_SHORT PROBLEM_
Reproduce the listing exactly and skip over any pictures.

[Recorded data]
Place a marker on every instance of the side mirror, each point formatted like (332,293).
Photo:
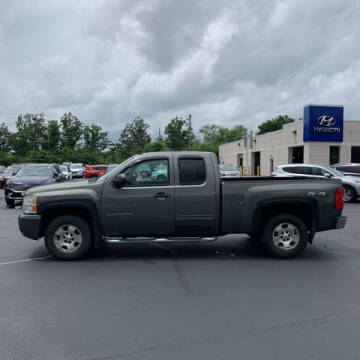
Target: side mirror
(120,180)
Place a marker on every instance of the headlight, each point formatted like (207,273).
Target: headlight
(29,204)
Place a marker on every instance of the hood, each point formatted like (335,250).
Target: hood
(68,185)
(350,179)
(28,179)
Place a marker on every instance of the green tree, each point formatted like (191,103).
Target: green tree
(95,139)
(216,135)
(71,130)
(178,134)
(30,135)
(274,124)
(5,138)
(52,136)
(133,138)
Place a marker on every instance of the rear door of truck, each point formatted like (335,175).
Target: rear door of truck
(196,195)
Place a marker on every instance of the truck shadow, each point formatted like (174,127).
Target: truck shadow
(233,249)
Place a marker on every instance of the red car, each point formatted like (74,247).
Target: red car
(95,171)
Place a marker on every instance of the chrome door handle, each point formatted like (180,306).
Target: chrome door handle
(161,196)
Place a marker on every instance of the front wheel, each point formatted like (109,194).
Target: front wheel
(68,238)
(349,194)
(285,236)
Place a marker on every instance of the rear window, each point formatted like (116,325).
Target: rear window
(192,171)
(352,169)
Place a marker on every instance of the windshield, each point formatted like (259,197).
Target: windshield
(334,171)
(228,168)
(11,170)
(35,171)
(76,167)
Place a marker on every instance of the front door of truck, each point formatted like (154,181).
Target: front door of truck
(144,206)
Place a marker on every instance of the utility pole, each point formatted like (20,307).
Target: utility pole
(190,132)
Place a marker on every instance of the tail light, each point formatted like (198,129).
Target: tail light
(339,199)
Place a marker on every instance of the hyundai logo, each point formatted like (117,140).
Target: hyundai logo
(326,120)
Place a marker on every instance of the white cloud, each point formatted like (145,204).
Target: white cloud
(226,62)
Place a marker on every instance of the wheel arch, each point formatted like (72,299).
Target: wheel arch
(86,210)
(307,210)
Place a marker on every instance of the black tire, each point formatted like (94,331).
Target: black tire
(10,203)
(81,226)
(288,247)
(350,194)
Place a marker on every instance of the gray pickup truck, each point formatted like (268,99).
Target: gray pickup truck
(179,197)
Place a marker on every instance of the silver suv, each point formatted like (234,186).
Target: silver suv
(348,169)
(351,183)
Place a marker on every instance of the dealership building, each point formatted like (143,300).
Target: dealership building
(322,137)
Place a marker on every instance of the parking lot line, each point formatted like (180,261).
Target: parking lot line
(24,260)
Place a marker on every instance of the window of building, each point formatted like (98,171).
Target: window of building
(355,154)
(148,173)
(192,171)
(334,154)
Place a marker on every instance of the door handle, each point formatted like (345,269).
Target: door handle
(161,196)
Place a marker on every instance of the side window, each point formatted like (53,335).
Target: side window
(319,171)
(307,170)
(192,171)
(148,173)
(293,169)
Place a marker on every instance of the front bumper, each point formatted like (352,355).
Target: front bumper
(30,226)
(339,222)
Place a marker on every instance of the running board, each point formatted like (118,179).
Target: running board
(149,240)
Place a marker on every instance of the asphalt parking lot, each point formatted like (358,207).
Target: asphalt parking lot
(224,300)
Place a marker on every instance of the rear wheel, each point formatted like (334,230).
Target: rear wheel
(349,194)
(285,236)
(68,238)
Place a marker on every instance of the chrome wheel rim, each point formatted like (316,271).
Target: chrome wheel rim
(286,236)
(68,238)
(347,194)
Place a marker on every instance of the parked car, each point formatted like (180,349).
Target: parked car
(229,170)
(66,172)
(191,204)
(77,170)
(8,173)
(30,176)
(112,167)
(95,171)
(351,184)
(348,169)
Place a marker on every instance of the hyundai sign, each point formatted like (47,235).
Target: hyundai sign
(323,123)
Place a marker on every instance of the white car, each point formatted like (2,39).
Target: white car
(229,170)
(351,184)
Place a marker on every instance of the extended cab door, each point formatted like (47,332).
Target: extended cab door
(195,196)
(145,205)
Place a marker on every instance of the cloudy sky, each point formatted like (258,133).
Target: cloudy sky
(225,62)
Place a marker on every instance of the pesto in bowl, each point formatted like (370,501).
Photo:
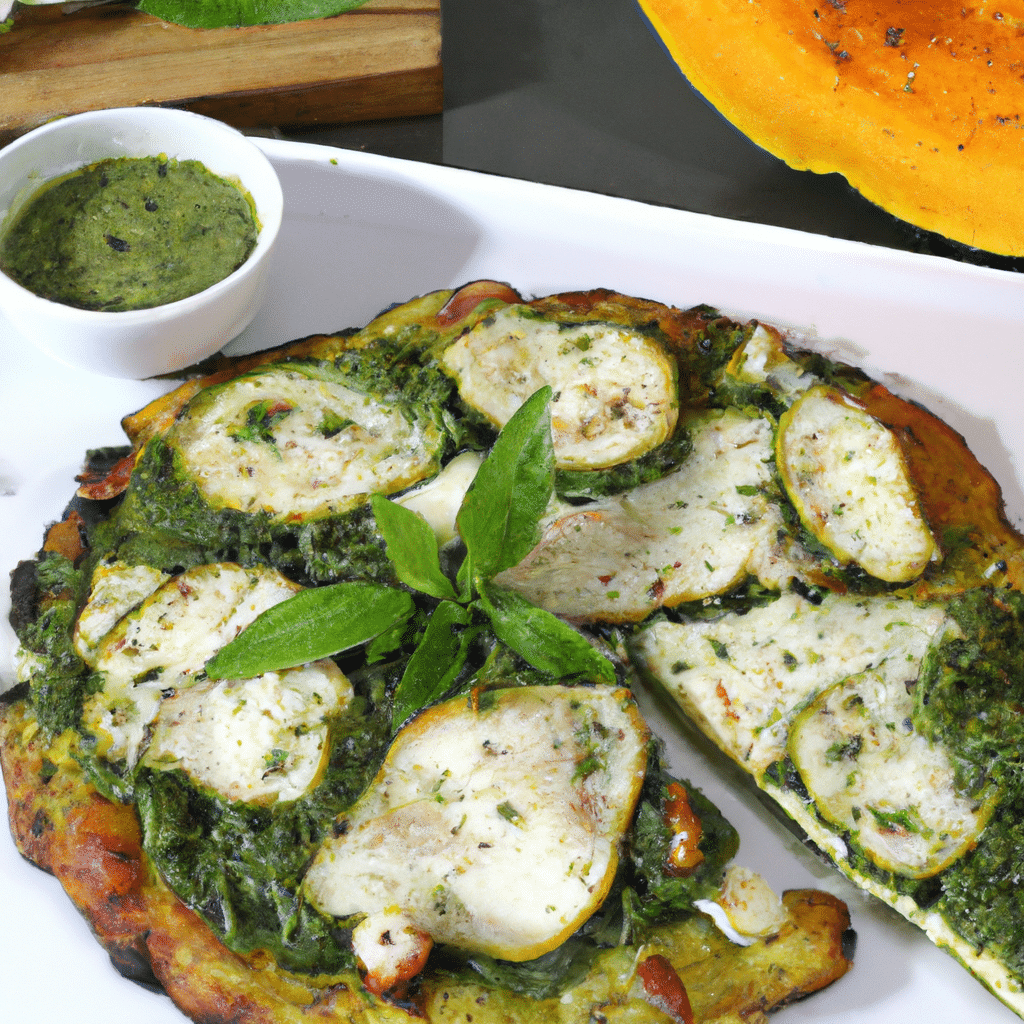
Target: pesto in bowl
(129,232)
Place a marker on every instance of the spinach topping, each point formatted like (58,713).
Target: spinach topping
(240,865)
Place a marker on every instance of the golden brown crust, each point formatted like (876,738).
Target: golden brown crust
(93,847)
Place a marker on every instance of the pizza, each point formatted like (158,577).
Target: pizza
(326,704)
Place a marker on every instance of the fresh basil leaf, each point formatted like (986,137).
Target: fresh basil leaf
(499,515)
(543,639)
(435,663)
(311,625)
(231,13)
(412,548)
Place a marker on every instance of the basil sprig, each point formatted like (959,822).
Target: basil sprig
(231,13)
(311,625)
(499,524)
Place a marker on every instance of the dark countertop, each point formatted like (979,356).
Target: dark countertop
(582,93)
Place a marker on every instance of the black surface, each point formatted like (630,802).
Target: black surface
(582,93)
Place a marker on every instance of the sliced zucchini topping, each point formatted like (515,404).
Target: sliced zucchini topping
(614,388)
(845,473)
(253,739)
(762,359)
(157,653)
(297,442)
(693,534)
(509,817)
(871,774)
(742,677)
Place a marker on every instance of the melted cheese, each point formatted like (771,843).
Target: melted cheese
(763,359)
(495,829)
(872,775)
(693,534)
(322,448)
(253,739)
(614,389)
(743,677)
(847,478)
(116,588)
(438,500)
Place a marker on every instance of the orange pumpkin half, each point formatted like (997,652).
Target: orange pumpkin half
(919,103)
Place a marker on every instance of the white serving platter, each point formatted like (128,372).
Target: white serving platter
(361,232)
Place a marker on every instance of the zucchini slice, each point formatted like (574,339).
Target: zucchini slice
(297,442)
(159,649)
(614,388)
(846,476)
(695,532)
(743,677)
(509,818)
(872,775)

_CORRECT ANSWER_
Place a marker on every instance of the side mirror, each point formatted like (332,293).
Photo:
Target: side mirror
(120,180)
Place a marker on every instance of the headlight, each point formatted like (207,273).
Target: headlight
(29,204)
Place a marker on every instance of the hood, each point formatted like (335,250).
Target: hood
(68,185)
(350,179)
(28,179)
Place a marker on every instance of the green tree, each point formatted like (191,103).
Target: green tree
(95,139)
(216,135)
(71,130)
(178,134)
(30,135)
(274,124)
(5,138)
(52,136)
(133,138)
Place a marker on every instance of the rear door of truck, each point formatted like (335,175).
Target: rear door of truck
(196,195)
Place a marker on every instance of the truck shadow, each point formatted like (174,127).
Target: truck shadow
(233,249)
Place a marker on every instance of the red car, each point formatted like (74,247).
Target: red car
(95,171)
Place a marker on every instance of the chrome door handle, each point formatted like (180,306).
Target: chrome door handle
(161,196)
Place a marker on every instance of the front wheel, each point formatted like (109,194).
Target: front wheel
(68,238)
(349,194)
(285,236)
Place a marker on every instance of the rear window, each point formatted like (116,325).
Target: rear window
(192,171)
(352,169)
Place a marker on every instance of the windshield, each point formatted like (259,197).
Target: windshield
(334,171)
(228,168)
(11,170)
(35,171)
(76,167)
Place a marker on every instance of the front door of truck, each point formatted like (154,181).
Target: front door of truck
(144,206)
Place a marker on every instance of the utility pole, each point formatted like (20,307).
Target: utility pole
(190,132)
Place a marker on every instance of the tail light, each point formatted like (198,129).
Target: tail light
(339,199)
Place a marker on every instance of the hyundai logo, each point formatted like (117,140).
Target: hyundai logo
(326,120)
Place a marker on every instance of the white cloud, each point formatted like (145,204).
Target: white cloud
(226,62)
Place a marker on every instance of the wheel arch, each point formatted like (72,299).
Target: wheel arch
(86,210)
(307,210)
Place a marker on every instance of the black tire, each point formatted like (94,331).
Target: black tire
(10,203)
(81,226)
(288,247)
(350,194)
Place a marker on every instance of the gray pickup truck, each point formatted like (268,99).
Target: gray pickup truck
(179,197)
Place a marker on every instance of the silver suv, each point formatted like (234,186).
Target: silver suv
(348,169)
(351,183)
Place a marker on every instance of the dealership building, each point formatted like (143,300).
Target: dealership building
(322,137)
Place a marker on every instance of the parking lot line, each point formatted like (180,261).
Target: parking lot line
(24,260)
Place a marker on every instance of the window of building, each point formatted like (98,171).
Target: window of building
(355,154)
(148,173)
(192,171)
(334,154)
Place a marker on every instance of the door handle, each point formatted like (345,269).
Target: door handle
(161,196)
Place a marker on every instance of the side window, each point formatted like (53,335).
Target: side window
(319,171)
(307,170)
(192,171)
(148,173)
(293,169)
Place a marker on every instance of the front bumper, each point formatted like (352,355).
Target: front bumper
(30,226)
(339,222)
Place a marker on every instance of the running board, each point formatted like (118,179).
Target: running board
(149,240)
Place a marker on every instance of the asphalt parking lot, each point formatted like (358,207).
Target: asphalt parking lot
(224,300)
Place a marker on every instance of the rear wheel, each point formatted like (334,230).
Target: rear wheel
(349,194)
(285,236)
(68,238)
Place a marker on every instance of the chrome wheel rim, each point formatted like (316,271).
Target: chrome wheel rim
(286,236)
(68,238)
(347,194)
Place a marker on every instance of the parked car, each point formatted like (180,349).
Target: parked car
(229,170)
(66,172)
(191,204)
(77,170)
(8,173)
(30,176)
(112,167)
(95,171)
(351,184)
(348,169)
Place a marker on every instance of the hyundai sign, each point formatted like (47,235).
Target: hyundai sign
(323,123)
Place a marker on every instance of the white car, each point formatted like (2,39).
Target: white car
(229,170)
(351,184)
Place a marker on every instance of the extended cab door, each point formatted like (47,332).
Target: extended cab door
(195,196)
(145,205)
Place a marker on every instance of the cloudy sky, each point formatted like (258,133).
Target: cloudy sky
(225,62)
Place a marker on every instance of the pesto in bowl, each point formatted like (370,501).
Photo:
Target: pesto in bowl
(129,232)
Place a marker on every instance of the spinach topping, each point formatted like (58,713).
Target: spinach topping
(240,865)
Place a marker on every instance of the golden brown crust, each point formatted like (876,738).
Target: golden brown crust
(93,847)
Place a marker on every instance of the pizza, each point formatted like (158,577).
Target: pizza
(326,704)
Place a marker on every instance of the fresh basil leaf, each point formatted like (986,137).
Target: fresh basil leaf
(499,515)
(543,639)
(435,663)
(311,625)
(231,13)
(412,548)
Place a marker on every instance of the basil sprig, each point formatted like (959,822).
Target: basil sprig
(231,13)
(311,625)
(499,524)
Place a marker on every instance of the dark countertop, each point formatted like (979,356).
Target: dark countertop
(582,93)
Place a marker on every instance of the black surface, each point formatted like (630,802).
Target: black surface
(582,93)
Place a marker on every instance of the sliced zucchini topping, each point formatted like (515,404).
Target: sliced zucchini topping
(614,388)
(845,473)
(253,739)
(762,359)
(157,653)
(297,442)
(693,534)
(509,817)
(871,774)
(742,677)
Place a marker on every instance of the melted cheese, each point formatted like (771,843).
Target: melted cheese
(763,359)
(495,829)
(872,775)
(693,534)
(322,448)
(253,739)
(614,389)
(743,677)
(847,478)
(116,588)
(438,500)
Place a marker on every instance of the orange pumpkin half, each point formatted like (997,652).
Target: orange pumpkin half
(919,103)
Place a marker on every instance of the white serving platter, each point formatted like (128,372).
Target: white serving platter
(361,232)
Place a marker on every instance of the zucchini slice, each point formatted like (574,339).
Target: zucchini slice
(297,442)
(159,649)
(614,388)
(846,476)
(695,532)
(743,677)
(509,818)
(872,775)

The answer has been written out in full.